- TASK REQUIREMENTS: Starting at the beginning of the rows and ending at the line containing "point(46, 386)", write those lines out again with "sandy" swapped for "rocky" and everything else unchanged.

- DATA TO USE:
★ ★ ★ ★ ★

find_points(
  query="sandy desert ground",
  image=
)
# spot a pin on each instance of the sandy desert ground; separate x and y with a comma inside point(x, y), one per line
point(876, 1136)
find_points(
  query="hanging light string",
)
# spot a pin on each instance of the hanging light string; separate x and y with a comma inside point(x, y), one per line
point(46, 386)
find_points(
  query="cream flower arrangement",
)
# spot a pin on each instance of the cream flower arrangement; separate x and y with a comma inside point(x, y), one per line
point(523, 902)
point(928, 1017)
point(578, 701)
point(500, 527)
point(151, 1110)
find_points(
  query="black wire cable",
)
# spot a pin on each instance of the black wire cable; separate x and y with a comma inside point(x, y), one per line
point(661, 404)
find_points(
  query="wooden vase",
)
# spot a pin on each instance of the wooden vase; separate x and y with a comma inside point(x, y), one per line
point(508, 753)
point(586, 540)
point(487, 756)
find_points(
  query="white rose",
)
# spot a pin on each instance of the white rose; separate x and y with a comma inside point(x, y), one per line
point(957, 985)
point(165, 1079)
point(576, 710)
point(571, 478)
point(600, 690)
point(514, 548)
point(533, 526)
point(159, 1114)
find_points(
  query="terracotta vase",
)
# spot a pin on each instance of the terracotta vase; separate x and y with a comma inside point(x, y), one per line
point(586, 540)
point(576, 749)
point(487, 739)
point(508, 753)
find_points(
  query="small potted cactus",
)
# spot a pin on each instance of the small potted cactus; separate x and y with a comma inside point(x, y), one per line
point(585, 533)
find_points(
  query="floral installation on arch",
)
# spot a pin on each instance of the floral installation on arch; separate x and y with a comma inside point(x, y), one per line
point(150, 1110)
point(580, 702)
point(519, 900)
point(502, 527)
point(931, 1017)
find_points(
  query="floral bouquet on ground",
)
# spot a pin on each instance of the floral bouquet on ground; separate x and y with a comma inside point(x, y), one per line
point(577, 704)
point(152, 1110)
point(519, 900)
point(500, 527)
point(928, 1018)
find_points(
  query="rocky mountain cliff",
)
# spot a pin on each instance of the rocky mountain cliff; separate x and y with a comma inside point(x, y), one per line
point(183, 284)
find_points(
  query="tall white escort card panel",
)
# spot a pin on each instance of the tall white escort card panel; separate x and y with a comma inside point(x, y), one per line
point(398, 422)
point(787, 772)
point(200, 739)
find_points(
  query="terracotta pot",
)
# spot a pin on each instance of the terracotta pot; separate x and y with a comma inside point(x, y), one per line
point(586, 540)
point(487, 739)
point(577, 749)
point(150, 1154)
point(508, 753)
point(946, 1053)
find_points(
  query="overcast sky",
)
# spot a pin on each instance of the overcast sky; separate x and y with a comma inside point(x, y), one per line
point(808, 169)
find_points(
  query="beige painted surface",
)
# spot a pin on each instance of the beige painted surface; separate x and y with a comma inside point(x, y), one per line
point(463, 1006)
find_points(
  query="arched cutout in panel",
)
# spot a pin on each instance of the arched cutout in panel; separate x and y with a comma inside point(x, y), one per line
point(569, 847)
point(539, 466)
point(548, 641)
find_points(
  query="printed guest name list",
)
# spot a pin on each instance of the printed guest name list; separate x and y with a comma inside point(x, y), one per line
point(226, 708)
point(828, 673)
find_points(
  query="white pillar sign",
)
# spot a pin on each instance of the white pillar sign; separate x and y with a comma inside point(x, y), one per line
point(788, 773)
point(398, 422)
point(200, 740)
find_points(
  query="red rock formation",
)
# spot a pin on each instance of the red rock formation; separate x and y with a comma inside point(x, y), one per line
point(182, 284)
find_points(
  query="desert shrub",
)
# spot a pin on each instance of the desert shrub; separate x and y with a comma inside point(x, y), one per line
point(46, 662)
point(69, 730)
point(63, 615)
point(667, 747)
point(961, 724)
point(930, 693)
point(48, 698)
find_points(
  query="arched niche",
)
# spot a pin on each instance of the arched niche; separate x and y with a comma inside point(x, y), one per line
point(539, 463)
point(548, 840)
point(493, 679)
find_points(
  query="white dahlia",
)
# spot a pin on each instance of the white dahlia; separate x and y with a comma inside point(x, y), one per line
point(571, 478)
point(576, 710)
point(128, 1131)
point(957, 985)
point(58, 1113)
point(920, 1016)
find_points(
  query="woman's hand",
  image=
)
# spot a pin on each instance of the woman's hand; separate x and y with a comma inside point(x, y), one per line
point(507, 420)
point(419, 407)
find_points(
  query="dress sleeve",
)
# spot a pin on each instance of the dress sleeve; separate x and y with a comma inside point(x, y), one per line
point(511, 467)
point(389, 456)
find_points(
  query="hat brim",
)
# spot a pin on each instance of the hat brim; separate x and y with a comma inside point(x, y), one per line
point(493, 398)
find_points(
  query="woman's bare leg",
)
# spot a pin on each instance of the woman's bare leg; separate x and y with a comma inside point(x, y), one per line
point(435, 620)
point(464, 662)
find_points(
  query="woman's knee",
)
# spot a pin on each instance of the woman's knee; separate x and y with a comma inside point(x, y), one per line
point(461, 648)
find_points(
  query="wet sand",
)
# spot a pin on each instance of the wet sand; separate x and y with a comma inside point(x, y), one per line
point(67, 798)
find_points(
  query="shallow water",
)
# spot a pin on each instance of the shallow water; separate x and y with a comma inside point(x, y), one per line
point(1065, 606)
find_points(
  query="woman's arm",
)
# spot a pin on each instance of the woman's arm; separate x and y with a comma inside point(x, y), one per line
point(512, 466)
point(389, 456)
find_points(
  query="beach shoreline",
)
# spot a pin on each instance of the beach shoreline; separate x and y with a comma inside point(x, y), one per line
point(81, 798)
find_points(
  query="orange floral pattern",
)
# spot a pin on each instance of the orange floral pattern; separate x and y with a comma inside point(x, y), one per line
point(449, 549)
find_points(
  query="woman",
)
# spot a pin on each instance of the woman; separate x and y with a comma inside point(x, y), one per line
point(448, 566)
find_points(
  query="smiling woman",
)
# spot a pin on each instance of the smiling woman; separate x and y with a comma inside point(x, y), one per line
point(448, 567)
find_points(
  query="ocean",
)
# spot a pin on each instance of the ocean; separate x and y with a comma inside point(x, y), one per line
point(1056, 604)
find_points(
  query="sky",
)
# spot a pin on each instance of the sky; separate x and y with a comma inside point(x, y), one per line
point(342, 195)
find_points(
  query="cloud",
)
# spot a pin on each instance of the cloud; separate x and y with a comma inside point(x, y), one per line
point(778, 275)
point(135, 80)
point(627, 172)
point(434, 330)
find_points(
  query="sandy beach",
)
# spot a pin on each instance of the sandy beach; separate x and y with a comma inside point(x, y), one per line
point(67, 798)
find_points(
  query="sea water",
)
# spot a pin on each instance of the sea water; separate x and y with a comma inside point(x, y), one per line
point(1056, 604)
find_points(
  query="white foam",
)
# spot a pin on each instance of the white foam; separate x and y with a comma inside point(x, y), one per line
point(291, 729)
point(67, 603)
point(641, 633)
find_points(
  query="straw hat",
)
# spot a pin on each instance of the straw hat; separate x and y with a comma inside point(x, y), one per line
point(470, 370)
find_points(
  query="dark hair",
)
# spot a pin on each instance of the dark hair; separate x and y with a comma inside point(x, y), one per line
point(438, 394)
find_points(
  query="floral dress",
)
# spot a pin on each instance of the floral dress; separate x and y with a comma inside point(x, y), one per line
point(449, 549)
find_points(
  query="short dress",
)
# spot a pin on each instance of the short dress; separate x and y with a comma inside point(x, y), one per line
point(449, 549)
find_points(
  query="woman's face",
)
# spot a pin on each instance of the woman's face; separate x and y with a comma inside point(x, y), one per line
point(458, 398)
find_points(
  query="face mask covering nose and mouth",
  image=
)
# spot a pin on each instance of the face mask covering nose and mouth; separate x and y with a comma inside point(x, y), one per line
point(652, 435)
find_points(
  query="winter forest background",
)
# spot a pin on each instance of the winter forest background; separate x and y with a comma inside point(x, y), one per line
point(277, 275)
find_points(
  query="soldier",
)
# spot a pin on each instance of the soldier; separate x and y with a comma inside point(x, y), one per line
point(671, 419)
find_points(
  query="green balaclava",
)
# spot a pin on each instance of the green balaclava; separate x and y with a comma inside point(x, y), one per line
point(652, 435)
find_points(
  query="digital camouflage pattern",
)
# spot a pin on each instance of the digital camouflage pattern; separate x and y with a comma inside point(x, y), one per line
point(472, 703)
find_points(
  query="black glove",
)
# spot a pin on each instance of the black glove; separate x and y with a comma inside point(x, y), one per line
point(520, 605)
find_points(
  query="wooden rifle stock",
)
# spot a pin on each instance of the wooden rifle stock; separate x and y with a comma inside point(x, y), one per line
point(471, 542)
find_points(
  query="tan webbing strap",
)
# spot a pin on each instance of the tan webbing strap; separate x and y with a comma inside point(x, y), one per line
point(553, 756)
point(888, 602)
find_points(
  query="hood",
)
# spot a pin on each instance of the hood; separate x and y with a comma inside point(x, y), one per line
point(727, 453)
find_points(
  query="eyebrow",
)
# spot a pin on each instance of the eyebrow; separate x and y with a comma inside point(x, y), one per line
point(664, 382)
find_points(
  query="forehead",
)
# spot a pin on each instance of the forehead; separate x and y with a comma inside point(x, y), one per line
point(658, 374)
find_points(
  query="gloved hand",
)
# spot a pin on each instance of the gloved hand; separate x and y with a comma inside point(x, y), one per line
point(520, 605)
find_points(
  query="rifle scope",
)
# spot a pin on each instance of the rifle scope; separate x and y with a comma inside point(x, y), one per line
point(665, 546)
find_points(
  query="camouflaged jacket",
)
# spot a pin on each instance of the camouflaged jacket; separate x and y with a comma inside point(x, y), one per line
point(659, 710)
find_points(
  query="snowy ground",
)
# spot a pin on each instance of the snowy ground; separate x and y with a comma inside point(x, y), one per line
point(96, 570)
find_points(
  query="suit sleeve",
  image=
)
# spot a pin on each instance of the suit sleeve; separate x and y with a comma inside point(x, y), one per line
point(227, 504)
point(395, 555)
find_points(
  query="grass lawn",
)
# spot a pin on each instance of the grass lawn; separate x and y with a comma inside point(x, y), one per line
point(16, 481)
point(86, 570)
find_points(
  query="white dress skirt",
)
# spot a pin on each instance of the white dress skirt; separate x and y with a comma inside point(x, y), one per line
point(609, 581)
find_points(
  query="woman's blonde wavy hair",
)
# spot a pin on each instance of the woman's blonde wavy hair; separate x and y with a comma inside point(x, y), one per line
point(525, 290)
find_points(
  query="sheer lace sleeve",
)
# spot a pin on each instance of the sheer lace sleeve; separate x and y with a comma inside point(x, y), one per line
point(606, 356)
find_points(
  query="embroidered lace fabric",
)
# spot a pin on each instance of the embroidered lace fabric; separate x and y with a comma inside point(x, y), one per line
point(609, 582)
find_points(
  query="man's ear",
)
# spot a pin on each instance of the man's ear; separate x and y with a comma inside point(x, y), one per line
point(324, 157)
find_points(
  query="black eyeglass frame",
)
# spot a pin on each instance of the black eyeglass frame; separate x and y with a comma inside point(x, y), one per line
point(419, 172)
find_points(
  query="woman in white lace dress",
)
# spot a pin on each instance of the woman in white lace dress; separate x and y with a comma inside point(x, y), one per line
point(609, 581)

★ ★ ★ ★ ★

- ANSWER FOR THIS EXERCISE:
find_points(
  query="rocky desert ground",
  image=
)
# spot a pin on each instance of the rocky desert ground; separate x and y with a comma inside point(x, y), one per line
point(876, 1136)
find_points(
  query="hanging light string",
)
# spot a pin on each instance of the hanging light string; separate x and y with a comma inside point(x, y), one per line
point(46, 386)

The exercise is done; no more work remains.